UK's GCHQ Admits To Using Vulnerabilities To Hack Target Systems
Bismillah (993337) writes "Lawyers for the GCHQ have told the Investigatory Powers Tribunal in the UK that the agency carries out the same illegal Computer Network Exploitation (CNE) operations that criminals and hackers do. Except they do it legally. GCHQ is currently being taken to court by Privacy International and five ISPs from UK, Germany, the Netherlands, Zimbabwe and South Korea for CNE operations that the agency will not confirm nor deny as per praxis."
" If there is no law or treaty that interdicts the GCHQ from hacking third parties then it cannot be illegal."
They have already been found to have broken the law in UK jurisdiction.
https://privacyinternational.org/?q=node/482
There are plenty of laws. And GCHQ are not protected by Jurisdiction, Belgacom can prosecute for the Belgian telephone hack as can everyone else. The bit we know from Snowden shows its far worse than IPT are admitting, they did bulk collection, and defined British telecoms as foreign simply by defining it as foreign if it passed through any offshore server along the way. So all gmail and hotmail email were defined as foreign and open to surveillance, even Brit to Brit comms was intercepted and handed over the NSA.

--- --- ---

• _What is being asked_
Reproduce the GCHQ hacking text above word for word.

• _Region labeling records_
--- --- ---

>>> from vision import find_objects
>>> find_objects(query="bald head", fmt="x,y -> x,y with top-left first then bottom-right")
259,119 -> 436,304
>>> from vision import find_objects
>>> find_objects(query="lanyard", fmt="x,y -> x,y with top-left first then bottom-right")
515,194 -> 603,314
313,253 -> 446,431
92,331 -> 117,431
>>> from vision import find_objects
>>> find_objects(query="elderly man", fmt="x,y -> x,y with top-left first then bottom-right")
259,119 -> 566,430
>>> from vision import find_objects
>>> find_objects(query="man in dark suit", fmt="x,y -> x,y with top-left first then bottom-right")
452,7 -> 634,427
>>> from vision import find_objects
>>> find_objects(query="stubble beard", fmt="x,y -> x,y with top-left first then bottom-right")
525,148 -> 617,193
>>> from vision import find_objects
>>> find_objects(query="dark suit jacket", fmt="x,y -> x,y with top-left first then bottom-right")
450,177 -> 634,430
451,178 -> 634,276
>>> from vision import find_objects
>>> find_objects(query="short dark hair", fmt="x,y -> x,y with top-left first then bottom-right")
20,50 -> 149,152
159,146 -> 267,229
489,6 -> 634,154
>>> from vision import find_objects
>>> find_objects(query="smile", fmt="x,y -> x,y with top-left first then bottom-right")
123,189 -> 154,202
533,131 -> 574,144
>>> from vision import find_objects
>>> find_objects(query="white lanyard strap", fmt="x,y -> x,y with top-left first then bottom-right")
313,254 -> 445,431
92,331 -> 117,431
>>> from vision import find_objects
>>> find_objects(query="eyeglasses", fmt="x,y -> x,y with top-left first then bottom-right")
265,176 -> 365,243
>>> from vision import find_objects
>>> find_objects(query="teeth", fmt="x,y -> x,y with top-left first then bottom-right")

--- --- ---

• _Output for this exercise_
UK's GCHQ Admits To Using Vulnerabilities To Hack Target Systems
Bismillah (993337) writes "Lawyers for the GCHQ have told the Investigatory Powers Tribunal in the UK that the agency carries out the same illegal Computer Network Exploitation (CNE) operations that criminals and hackers do. Except they do it legally. GCHQ is currently being taken to court by Privacy International and five ISPs from UK, Germany, the Netherlands, Zimbabwe and South Korea for CNE operations that the agency will not confirm nor deny as per praxis."
" If there is no law or treaty that interdicts the GCHQ from hacking third parties then it cannot be illegal."
They have already been found to have broken the law in UK jurisdiction.
https://privacyinternational.org/?q=node/482
There are plenty of laws. And GCHQ are not protected by Jurisdiction, Belgacom can prosecute for the Belgian telephone hack as can everyone else. The bit we know from Snowden shows its far worse than IPT are admitting, they did bulk collection, and defined British telecoms as foreign simply by defining it as foreign if it passed through any offshore server along the way. So all gmail and hotmail email were defined as foreign and open to surveillance, even Brit to Brit comms was intercepted and handed over the NSA.